● **Le consegne**:
[1] Indica se le affermazioni (a), (b) e (c) concordano con l'articolo sulla Corte europea dei diritti dell'uomo. Per ciascuna rispondi sì o no e cita testualmente le parole dell'articolo che lo stabiliscono.
(a) La "nuova" Corte è in funzione da sei mesi.
(b) La "nuova" Corte è stata istituita in forza del nono protocollo.
(c) I ricorsi pendenti contro l'Italia sono meno di seimila.
[2] Estrai dal listing ogni riga che contiene la stringa "long", distinguendo tra maiuscole e minuscole.

● **Brano del documento**:

◆ ◆ ◆ ◆ ◆

Diritti dell’uomo, la nuova Corte già sommersa dai ricorsi italiani 

da Il Sole 24 ore del 20.5.99

Sono trascorsi sei mesi dall’entrata in funzione della "nuova" Corte europea dei diritti dell’uomo, istituita in forza dell’undicesimo protocollo di modifica dell’originaria Convenzione: nei suoi quasi cinquant’anni di vita l’innovazione più radicale, e portatrice di evoluzioni imprevedibili al momento in cui fu sottoscritta a Roma, nel 1950 (e poi ratificata in Italia nel 1955), è stata la modifica introdotta dal nono Protocollo che, dal 1° gennaio 1994, ha consentito l’accesso alla Corte anche alle persone fisiche, alle organizzazioni non governative e ai gruppi di privati.
Da quel momento è iniziata l’inarrestabile avanzata delle istanze provenienti da soggetti italiani, e particolarmente da privati cittadini, come confermano i dati più recenti in possesso della Corte. Gli oltre seimila ricorsi pendenti contro l’Italia, giacenti sia presso la vecchia Commissione (perché già dichiarati ricevibili), sia presso la vecchia Corte, sia trasferiti, o in fase di trasferimento alla "nuova" Corte rappresentano una spina per le istituzioni, particolarmente giudiziarie, del Paese.

◆ ◆ ◆ ◆ ◆

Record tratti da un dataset
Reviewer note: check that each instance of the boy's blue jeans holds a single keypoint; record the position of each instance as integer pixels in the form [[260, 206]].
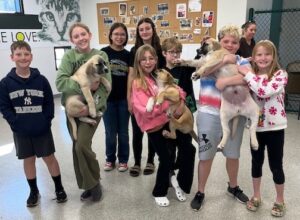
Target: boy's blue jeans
[[116, 120]]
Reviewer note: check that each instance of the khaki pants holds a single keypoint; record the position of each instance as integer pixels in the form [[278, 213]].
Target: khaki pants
[[86, 165]]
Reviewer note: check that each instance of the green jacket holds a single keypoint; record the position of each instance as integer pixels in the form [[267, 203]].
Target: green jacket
[[71, 61]]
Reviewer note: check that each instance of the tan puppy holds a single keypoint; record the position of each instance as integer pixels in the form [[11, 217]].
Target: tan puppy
[[236, 100], [169, 91], [89, 73]]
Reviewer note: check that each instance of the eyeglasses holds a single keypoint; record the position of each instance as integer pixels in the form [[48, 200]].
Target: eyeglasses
[[119, 34], [173, 53], [149, 59], [247, 23]]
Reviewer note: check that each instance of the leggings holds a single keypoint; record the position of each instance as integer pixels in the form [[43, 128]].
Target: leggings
[[274, 141], [137, 144]]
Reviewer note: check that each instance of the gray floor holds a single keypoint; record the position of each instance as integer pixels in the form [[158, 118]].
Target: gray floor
[[125, 197]]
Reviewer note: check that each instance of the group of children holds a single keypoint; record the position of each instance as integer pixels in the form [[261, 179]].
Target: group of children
[[26, 97]]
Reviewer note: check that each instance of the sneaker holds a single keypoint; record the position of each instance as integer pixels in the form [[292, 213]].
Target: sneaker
[[123, 167], [61, 196], [86, 195], [278, 209], [96, 193], [109, 166], [33, 199], [197, 202], [237, 193]]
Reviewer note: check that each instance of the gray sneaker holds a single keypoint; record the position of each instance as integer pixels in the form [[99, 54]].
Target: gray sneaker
[[197, 202], [96, 193], [238, 194]]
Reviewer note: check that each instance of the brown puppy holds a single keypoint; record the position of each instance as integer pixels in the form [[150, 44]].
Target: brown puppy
[[89, 73], [169, 91], [236, 100]]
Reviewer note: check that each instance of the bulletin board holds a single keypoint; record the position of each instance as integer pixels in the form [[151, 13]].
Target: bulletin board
[[188, 20]]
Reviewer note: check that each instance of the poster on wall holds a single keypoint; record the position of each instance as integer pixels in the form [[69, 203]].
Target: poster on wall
[[54, 29], [195, 5], [180, 11], [104, 11], [123, 9], [163, 8], [207, 18]]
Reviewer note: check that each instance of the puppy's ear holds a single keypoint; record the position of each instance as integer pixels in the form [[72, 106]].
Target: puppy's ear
[[89, 68], [216, 45], [170, 78]]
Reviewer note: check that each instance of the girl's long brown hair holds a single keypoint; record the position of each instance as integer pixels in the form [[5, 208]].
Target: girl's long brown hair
[[139, 76], [270, 47], [155, 42]]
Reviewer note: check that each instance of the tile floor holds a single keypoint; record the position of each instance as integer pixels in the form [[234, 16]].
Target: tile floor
[[125, 197]]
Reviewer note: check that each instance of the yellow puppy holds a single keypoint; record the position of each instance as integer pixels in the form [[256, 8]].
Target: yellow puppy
[[89, 73], [169, 91]]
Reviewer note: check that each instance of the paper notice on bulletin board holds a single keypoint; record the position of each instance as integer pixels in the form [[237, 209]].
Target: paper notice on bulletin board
[[207, 18]]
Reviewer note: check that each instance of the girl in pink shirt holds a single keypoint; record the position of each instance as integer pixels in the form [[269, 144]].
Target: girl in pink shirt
[[154, 122]]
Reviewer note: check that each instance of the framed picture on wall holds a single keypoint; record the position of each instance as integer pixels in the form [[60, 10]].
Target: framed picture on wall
[[104, 11], [145, 10], [163, 8], [122, 9], [180, 11]]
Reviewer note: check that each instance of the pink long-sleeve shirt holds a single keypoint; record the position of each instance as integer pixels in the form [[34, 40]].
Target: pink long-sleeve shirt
[[139, 99]]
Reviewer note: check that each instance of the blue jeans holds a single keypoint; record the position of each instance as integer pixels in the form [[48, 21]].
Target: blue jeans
[[116, 119]]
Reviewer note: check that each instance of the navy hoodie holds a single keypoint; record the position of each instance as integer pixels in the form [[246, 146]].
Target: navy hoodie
[[27, 104]]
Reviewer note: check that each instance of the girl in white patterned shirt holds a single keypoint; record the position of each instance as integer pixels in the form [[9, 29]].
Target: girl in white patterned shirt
[[267, 84]]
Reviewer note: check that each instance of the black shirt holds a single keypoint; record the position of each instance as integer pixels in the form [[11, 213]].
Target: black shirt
[[182, 76], [245, 49], [161, 58], [119, 64]]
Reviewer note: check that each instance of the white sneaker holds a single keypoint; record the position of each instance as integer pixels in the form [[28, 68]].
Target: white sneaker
[[178, 191], [109, 166], [162, 201], [123, 167]]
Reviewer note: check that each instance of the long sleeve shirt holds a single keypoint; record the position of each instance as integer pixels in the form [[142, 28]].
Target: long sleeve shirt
[[269, 95]]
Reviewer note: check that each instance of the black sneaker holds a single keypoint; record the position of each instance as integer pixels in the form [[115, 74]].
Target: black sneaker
[[197, 202], [85, 195], [33, 199], [96, 193], [237, 193], [61, 196]]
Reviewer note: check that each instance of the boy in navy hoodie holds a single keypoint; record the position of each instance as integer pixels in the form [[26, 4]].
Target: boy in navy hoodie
[[26, 102]]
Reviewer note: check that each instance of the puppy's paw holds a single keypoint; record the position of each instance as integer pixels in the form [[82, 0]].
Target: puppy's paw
[[254, 145], [150, 104], [92, 113], [220, 148], [166, 133], [195, 76], [99, 114]]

◆ ◆ ◆ ◆ ◆

● **Soluzioni per consegna**:
[1]
(a) Sì: "Sono trascorsi sei mesi dall’entrata in funzione della "nuova" Corte europea dei diritti dell’uomo".
(b) No: "istituita in forza dell’undicesimo protocollo di modifica dell’originaria Convenzione".
(c) No: "Gli oltre seimila ricorsi pendenti contro l’Italia".

[2]
Reviewer note: check that each instance of the girl's long brown hair holds a single keypoint; record the position of each instance as integer pixels in the form [[5, 208]].
Target: girl's long brown hair
Reviewer note: check that each instance of the pink long-sleeve shirt holds a single keypoint; record the position of each instance as integer pixels in the form [[34, 40]].
Target: pink long-sleeve shirt
Reviewer note: check that each instance of the long sleeve shirt holds a single keypoint; record the position of each instance as integer pixels in the form [[142, 28]].
Target: long sleeve shirt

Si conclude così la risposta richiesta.